• WORK INSTRUCTION
How many lines of the listing below contain the string "positive", matching case exactly? Reply with the number alone.

• RECORDS TO USE
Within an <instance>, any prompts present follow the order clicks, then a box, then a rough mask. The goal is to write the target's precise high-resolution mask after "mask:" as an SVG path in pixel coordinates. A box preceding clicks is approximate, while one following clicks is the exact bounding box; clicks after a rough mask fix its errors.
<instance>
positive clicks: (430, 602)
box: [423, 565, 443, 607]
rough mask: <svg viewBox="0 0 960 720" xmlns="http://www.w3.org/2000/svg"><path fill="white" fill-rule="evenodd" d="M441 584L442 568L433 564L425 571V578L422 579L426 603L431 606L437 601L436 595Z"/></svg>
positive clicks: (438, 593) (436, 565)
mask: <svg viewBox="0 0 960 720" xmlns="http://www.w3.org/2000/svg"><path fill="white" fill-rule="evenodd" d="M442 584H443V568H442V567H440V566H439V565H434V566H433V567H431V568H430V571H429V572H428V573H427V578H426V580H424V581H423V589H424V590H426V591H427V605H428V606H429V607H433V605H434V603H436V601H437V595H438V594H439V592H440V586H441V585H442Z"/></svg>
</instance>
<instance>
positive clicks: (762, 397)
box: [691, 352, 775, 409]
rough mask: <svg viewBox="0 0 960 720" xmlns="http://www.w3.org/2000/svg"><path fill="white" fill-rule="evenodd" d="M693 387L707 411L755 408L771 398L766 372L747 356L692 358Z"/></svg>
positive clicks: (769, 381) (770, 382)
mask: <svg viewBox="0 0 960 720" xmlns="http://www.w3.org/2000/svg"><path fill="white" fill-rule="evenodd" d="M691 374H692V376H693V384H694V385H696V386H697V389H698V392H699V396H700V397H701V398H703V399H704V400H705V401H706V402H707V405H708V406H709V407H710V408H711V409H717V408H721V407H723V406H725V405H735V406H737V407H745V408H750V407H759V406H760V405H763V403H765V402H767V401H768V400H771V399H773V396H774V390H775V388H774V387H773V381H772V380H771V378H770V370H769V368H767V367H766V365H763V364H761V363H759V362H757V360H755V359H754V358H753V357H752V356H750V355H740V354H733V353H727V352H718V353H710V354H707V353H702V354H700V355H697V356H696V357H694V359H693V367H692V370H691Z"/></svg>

• ANSWER SECTION
4